- EXCERPT TO READ -
■ ■ ■ ■ ■ ■ ■

The catalog essay for the huge exhibition of my portrait work to date:
One critical moment in the history of Western culture came in the seventh century A.D. in Nicaea, a city in Asia Minor. At that time, the leaders of the Christian church were meeting to discuss the use of ikons or ritual “portrait” images within the church. Had the ikon been judged heretical and thus banned from church teachings as the “graven image” of the Second Commandment to Moses, it would be difficult to imagine the look of Western culture. The decision to allow the use of ikons has literally made us see ourselves, fourteen hundred years later, in a vastly different Light.
Ideologically the religious ikon is a direct though distant predecessor of the photograph image. However, the spiritual values inspiring the production and use of the ikon are only dimly reflected in secular photographic portraits that fill the Modern world. Something has been lost or misunderstood in the succeeding generations of technological, economic, and scientific evolution.
Despite this, the fundamental connection between photography and the ineffable spiritual essences of Light creates the possibility of spiritual expression in the act of portraiture. Equally important is the powerful spiritual element of human contact and dialogue in portrait work.
We Moderns have been taught how to look when we are being photographed. In some way a portrait measures how well we have accepted or rejected the photographic examples impressed upon us from early childhood. In this Modern Age, our own histories are inseparable from our photographic histories. We build internal pictures of our selves, our families, our friends, and our world on a more or less fragmented foundation of photographic imagery. These images come to exist from a variety of sources, the most common are the ubiquitous snapshots that fill our family albums. It is these images that have a profound influence on the way we think of and see ourselves — perhaps more than any other single source — mass-media included. The advent of the video-camera has only deepened the psychological effect by adding the truth of motion to our memories. The very fact that our own self-images and indeed, our memories, are built on photographic evidence makes our active relationship with photography a complex expression of personal values. This relationship is further confused because our vision — how we actually see and comprehend the sensual world — is firmly built upon the particular syntax of how a camera sees.

■ ■ ■ ■ ■ ■ ■

- EXCERPTED DATA -
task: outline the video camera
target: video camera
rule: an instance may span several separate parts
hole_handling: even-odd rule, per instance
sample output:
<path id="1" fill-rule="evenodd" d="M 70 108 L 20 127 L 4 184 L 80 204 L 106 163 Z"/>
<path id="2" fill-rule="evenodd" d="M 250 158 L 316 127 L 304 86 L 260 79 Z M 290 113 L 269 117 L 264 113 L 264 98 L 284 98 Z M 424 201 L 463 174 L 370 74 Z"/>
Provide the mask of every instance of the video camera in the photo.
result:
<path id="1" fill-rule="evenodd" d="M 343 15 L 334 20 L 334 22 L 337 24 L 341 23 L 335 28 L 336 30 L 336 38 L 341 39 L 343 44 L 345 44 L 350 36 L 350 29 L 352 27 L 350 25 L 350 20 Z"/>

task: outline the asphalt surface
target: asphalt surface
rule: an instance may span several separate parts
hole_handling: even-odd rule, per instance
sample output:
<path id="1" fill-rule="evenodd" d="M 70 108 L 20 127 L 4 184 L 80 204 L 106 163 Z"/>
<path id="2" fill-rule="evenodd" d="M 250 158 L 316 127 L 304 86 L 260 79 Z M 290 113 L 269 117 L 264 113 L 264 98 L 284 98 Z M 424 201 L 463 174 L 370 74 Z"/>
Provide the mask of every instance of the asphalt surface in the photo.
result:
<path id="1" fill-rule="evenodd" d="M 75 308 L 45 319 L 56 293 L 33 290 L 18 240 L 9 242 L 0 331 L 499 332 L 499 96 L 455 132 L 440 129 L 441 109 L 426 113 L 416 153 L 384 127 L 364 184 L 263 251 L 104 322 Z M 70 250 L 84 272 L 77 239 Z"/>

■ ■ ■ ■ ■ ■ ■

- AIM -
Reproduce the catalog essay above word for word, from "The catalog essay" to "vastly different Light.".

- OUTPUT FOR THIS TASK -
The catalog essay for the huge exhibition of my portrait work to date:
One critical moment in the history of Western culture came in the seventh century A.D. in Nicaea, a city in Asia Minor. At that time, the leaders of the Christian church were meeting to discuss the use of ikons or ritual “portrait” images within the church. Had the ikon been judged heretical and thus banned from church teachings as the “graven image” of the Second Commandment to Moses, it would be difficult to imagine the look of Western culture. The decision to allow the use of ikons has literally made us see ourselves, fourteen hundred years later, in a vastly different Light.